§ **TEXTO**

Gran olvido entonces. Fue la misma presidenta la que dio la pauta a la seguidilla de renuncios. Desde el inicio de mandato quiso bajarle el perfil solidario a la demanda faro del movimiento estudiantil superior. Obvio. Ésta era considerada excesiva y peligrosa puesto que permitía construir un imaginario de solidaridad y derechos sociales (otra sociedad, donde no manden los mercados ni el lucro, sí es posible). El paso siguiente sería desvincularla de la reforma tributaria. Era y es una manera de garantizar la «gobernabilidad» o manejo desde arriba de las demandas. Había que evitar que se impusieran las condiciones propicias para que los sectores populares establecieran lazos entre los ejes programáticos y se generara un movimiento social potente que interpretara a los trabajadores para impulsarlas y realizarlas todas. Es el mayor temor del bloque dominante. A eso le llaman «ingobernabilidad».
El sentido político común aconsejaba que para realizar una reforma tributaria redistributiva, que fuera a recaudar impuestos en el bolsillo de los que no pagan lo justo, era imperioso lanzar una campaña política pedagógica clara contra el modelo y sus guardianes. Para eso se necesitaba una convicción política sólida en el régimen de lo público y de lo común que Bachelet y las elites dirigentes de la NM no tienen. Además, había que explicar que para financiar las demandas insatisfechas en salud, pensiones, derechos laborales, vivienda y transporte público era preciso remar contra la corriente neoliberal y construir relaciones de fuerzas sociales. Eso es mucho pedir.
Se trataba, para La Moneda, de rebajar las expectativas sociales de cambio a la vez que presentarse como los idóneos operadores de ajustes del sistema (rol que se asigna Arenas).
Con un claro chantaje discursivo, la Santa Alianza del Capital aprovechó ambigüedades y contradicciones y arremetió recompuesta. Junto con la DC lograron hacer retroceder al Gobierno en su proyecto de reforma tributaria. Carlos Montes, el senador socialista, fue claro en decirle a El Mercurio, con ese dejo de impotencia habitual en los jerarcas concertacionistas, que «el Gobierno ya tenía acuerdo con la derecha y que en esos términos no aceptó ninguna cosa». En lenguaje claro: la orden de cocinar el acuerdo tributario para satisfacer al empresariado vino directo del cenáculo de poder de La Moneda.
El amplio bloque opositor disperso, pero unido contra los cambios, aglutinó fuerzas. Sin embargo, generó efectos contrarios el juego político de las dos fracciones del bloque dominante (la oposición derechista y la Nueva Mayoría) son repudiadas por un sector ciudadano importante. Eso se refleja en el bajo apoyo en las encuestas a todos los bloques políticos y, por consiguiente, al Gobierno Bachelet-Peñailillo. Junto con expresar una persistencia de la fragilidad de la legitimidad institucional del régimen postdictadura (es la otra lectura de la última encuesta Adimark).
Para rematar, pero esta vez sin ambigüedades, la semana pasada la Presidenta Bachelet zanjó: descartó de plano convocar a una Asamblea Constituyente para redactar una nueva constitución. El camino estaba pavimentado para darle la espalda a una reivindicación democrática rechazada en bloque por la derecha y sectores importantes de la Nueva Mayoría. No obstante que ésta es apoyada por el 70% de la ciudadanía.

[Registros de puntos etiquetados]

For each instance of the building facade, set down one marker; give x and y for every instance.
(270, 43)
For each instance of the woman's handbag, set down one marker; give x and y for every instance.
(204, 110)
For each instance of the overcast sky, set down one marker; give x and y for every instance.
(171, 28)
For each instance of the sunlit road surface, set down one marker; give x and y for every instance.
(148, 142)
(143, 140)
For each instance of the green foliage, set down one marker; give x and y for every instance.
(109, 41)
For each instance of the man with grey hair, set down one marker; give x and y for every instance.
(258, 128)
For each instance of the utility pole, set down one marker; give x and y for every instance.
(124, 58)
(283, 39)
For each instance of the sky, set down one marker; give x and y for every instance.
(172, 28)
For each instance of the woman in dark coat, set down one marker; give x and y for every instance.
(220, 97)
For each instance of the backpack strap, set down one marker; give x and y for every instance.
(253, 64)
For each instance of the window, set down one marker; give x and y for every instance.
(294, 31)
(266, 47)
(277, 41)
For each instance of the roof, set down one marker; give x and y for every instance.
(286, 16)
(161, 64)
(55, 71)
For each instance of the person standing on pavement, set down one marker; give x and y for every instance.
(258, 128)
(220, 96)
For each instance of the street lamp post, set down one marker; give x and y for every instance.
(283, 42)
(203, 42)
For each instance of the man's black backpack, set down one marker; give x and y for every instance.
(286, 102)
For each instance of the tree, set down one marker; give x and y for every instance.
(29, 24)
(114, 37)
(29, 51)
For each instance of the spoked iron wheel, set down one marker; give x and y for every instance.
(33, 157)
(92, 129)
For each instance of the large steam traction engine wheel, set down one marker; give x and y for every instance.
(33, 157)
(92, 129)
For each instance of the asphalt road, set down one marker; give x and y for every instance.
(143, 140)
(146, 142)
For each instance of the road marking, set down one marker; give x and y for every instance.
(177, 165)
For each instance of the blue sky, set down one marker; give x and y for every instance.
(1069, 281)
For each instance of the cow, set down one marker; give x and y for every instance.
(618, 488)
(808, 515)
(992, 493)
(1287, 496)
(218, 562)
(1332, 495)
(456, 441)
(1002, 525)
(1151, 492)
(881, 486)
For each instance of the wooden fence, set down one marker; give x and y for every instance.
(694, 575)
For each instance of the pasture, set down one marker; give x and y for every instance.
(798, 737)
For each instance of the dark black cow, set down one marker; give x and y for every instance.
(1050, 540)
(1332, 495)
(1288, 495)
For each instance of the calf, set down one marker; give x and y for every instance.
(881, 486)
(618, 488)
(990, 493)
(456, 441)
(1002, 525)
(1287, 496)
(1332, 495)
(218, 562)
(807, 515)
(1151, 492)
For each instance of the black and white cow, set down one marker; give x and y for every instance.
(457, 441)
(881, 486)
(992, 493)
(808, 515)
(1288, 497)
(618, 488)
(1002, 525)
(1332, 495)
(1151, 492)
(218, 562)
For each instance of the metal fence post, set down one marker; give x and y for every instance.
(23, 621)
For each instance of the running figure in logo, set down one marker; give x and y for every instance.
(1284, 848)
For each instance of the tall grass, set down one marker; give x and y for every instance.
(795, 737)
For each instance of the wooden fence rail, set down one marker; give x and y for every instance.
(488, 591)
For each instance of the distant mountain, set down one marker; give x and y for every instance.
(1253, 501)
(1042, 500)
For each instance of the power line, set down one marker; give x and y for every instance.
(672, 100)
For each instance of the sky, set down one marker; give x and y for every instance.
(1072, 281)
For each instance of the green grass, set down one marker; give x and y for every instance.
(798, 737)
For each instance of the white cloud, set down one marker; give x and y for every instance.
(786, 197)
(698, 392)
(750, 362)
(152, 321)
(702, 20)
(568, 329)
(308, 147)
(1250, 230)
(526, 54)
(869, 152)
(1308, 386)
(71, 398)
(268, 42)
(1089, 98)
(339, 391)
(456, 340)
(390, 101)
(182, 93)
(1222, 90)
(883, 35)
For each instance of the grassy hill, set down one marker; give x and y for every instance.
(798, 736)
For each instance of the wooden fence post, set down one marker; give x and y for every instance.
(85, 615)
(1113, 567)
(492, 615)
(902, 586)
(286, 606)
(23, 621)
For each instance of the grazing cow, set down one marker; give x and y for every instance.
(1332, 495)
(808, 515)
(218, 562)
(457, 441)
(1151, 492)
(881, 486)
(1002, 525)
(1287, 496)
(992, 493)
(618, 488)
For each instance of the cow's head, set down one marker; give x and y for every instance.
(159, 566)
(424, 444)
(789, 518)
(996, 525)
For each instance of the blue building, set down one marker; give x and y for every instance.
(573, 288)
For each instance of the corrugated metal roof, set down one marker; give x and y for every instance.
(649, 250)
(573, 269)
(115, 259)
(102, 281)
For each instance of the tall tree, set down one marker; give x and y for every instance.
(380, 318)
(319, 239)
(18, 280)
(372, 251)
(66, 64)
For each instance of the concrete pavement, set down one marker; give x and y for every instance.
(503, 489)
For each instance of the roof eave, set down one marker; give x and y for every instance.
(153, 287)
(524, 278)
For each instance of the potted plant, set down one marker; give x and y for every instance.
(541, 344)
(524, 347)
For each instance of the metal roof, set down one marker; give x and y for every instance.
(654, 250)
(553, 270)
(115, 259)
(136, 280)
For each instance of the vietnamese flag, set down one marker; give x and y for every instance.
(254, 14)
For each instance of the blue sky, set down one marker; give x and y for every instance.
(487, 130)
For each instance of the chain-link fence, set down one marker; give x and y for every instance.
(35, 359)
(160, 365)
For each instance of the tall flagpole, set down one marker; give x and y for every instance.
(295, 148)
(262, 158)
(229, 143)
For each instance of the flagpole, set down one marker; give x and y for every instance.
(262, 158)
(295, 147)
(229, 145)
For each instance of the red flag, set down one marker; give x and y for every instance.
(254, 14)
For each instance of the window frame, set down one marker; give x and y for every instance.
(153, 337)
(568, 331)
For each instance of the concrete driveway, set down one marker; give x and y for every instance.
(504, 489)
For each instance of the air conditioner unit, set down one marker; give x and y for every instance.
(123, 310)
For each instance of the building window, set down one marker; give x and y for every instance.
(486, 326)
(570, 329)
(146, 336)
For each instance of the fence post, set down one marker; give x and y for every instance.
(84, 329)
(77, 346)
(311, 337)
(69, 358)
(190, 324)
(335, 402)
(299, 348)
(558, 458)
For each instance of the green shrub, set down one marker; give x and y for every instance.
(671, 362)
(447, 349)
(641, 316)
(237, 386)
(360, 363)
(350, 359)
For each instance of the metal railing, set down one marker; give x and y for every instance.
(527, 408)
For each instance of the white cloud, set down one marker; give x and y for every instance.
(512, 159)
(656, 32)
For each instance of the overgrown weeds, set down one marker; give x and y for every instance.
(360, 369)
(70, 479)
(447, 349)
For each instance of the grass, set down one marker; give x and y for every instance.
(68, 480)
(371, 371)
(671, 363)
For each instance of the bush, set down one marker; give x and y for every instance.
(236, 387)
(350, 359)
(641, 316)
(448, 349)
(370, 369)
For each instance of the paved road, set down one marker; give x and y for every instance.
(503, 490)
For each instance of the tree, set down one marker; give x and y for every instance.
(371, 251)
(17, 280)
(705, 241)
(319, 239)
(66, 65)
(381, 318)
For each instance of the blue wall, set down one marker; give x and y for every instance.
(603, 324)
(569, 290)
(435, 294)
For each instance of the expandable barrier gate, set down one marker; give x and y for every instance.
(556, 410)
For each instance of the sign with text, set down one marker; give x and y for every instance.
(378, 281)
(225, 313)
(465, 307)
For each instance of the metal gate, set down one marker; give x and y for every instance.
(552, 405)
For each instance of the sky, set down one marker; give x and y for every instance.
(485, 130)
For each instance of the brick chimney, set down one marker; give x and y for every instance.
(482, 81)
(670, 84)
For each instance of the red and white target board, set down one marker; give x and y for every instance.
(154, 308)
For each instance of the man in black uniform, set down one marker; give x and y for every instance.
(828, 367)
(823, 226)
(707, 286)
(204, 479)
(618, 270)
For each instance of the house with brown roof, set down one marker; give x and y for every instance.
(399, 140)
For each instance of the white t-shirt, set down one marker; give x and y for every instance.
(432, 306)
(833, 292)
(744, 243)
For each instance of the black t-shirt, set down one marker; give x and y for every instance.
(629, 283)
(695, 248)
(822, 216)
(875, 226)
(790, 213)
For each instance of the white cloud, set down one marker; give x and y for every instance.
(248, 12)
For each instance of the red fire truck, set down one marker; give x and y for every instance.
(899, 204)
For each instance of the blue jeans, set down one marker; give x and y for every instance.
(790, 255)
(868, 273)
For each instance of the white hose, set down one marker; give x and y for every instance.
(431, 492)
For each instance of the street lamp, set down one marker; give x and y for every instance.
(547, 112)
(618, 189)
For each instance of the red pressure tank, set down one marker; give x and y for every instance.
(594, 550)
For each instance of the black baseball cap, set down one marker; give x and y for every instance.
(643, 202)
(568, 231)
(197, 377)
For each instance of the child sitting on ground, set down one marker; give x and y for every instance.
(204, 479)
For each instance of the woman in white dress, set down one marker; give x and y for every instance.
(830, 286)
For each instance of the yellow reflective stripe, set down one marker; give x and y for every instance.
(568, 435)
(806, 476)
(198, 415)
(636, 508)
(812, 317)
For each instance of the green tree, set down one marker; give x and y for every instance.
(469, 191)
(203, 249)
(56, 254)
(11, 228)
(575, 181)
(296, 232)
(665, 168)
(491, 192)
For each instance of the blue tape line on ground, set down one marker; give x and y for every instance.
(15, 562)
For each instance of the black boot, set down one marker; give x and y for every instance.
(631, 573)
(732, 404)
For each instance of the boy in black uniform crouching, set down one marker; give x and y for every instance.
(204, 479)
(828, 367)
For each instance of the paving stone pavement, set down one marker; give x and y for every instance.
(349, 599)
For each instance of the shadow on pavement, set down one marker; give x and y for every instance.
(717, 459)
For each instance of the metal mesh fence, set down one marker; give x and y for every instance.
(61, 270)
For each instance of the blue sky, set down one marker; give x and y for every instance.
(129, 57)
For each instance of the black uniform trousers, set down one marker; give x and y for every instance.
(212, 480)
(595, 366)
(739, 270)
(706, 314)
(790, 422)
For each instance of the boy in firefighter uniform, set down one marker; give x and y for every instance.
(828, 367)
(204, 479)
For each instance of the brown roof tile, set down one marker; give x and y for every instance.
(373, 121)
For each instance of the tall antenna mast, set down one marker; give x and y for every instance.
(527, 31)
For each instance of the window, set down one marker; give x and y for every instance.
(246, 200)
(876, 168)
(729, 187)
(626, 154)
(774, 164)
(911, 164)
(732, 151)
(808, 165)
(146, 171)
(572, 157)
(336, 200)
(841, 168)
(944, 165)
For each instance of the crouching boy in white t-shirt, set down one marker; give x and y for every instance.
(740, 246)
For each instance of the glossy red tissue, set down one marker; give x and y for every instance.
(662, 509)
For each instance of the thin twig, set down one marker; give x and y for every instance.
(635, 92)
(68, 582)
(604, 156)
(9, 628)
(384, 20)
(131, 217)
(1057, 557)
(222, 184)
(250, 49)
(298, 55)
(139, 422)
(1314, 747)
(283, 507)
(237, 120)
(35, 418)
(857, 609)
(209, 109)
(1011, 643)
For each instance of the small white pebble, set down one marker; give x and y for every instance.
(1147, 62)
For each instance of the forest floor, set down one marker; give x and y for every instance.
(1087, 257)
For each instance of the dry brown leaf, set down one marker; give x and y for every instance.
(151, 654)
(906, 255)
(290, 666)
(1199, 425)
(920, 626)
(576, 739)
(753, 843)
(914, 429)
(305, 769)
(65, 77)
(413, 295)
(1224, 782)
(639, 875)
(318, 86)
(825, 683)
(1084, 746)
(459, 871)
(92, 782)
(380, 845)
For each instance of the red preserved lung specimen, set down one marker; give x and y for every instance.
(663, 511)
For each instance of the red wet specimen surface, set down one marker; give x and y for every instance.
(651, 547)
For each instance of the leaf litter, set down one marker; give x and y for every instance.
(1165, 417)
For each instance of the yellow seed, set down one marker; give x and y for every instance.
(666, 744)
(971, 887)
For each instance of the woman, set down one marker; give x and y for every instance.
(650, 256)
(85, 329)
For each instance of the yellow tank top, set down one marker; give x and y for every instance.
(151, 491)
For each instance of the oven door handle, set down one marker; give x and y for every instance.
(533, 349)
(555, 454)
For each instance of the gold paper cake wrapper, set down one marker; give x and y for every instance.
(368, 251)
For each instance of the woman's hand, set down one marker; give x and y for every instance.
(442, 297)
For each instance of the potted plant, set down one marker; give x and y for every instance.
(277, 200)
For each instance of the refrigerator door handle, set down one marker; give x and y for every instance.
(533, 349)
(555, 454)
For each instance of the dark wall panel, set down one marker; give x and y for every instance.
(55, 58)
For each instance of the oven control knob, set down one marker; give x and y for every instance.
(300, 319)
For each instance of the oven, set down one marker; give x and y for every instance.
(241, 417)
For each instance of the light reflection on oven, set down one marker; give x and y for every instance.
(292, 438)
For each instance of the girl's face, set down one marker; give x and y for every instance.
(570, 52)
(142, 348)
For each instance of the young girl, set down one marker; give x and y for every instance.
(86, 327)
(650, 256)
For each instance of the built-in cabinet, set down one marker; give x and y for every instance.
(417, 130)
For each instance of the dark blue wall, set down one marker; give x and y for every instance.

§ **ENUNCIADO 1**
Contesta con datos del texto:
(a) ¿Qué senador habló con El Mercurio?
(b) ¿Junto con quién logró la Santa Alianza del Capital hacer retroceder al Gobierno en su proyecto de reforma tributaria?
(c) ¿Qué porcentaje de la ciudadanía apoya la Asamblea Constituyente?
§ **ENUNCIADO 2**
Di si cada frase coincide con el texto. Responde sí o no y cita las palabras del texto que lo deciden.
(a) La presidenta Bachelet aceptó convocar a una Asamblea Constituyente.
(b) Las encuestas muestran un bajo apoyo a todos los bloques políticos.
(c) El paso siguiente sería unir la demanda faro del movimiento estudiantil a la reforma tributaria.
§ **ENUNCIADO 3**
Transcribe del texto el pasaje que empieza en "El sentido político" y termina en "es mucho pedir.".

§ **SOLUCIÓN DEL EJERCICIO 1**
(a) Carlos Montes, el senador socialista.
(b) Junto con la DC.
(c) El 70%.

§ **SOLUCIÓN DEL EJERCICIO 2**
(a) No: «descartó de plano convocar a una Asamblea Constituyente para redactar una nueva constitución».
(b) Sí: «Eso se refleja en el bajo apoyo en las encuestas a todos los bloques políticos».
(c) No: «El paso siguiente sería desvincularla de la reforma tributaria».

§ **SOLUCIÓN DEL EJERCICIO 3**
El sentido político común aconsejaba que para realizar una reforma tributaria redistributiva, que fuera a recaudar impuestos en el bolsillo de los que no pagan lo justo, era imperioso lanzar una campaña política pedagógica clara contra el modelo y sus guardianes. Para eso se necesitaba una convicción política sólida en el régimen de lo público y de lo común que Bachelet y las elites dirigentes de la NM no tienen. Además, había que explicar que para financiar las demandas insatisfechas en salud, pensiones, derechos laborales, vivienda y transporte público era preciso remar contra la corriente neoliberal y construir relaciones de fuerzas sociales. Eso es mucho pedir.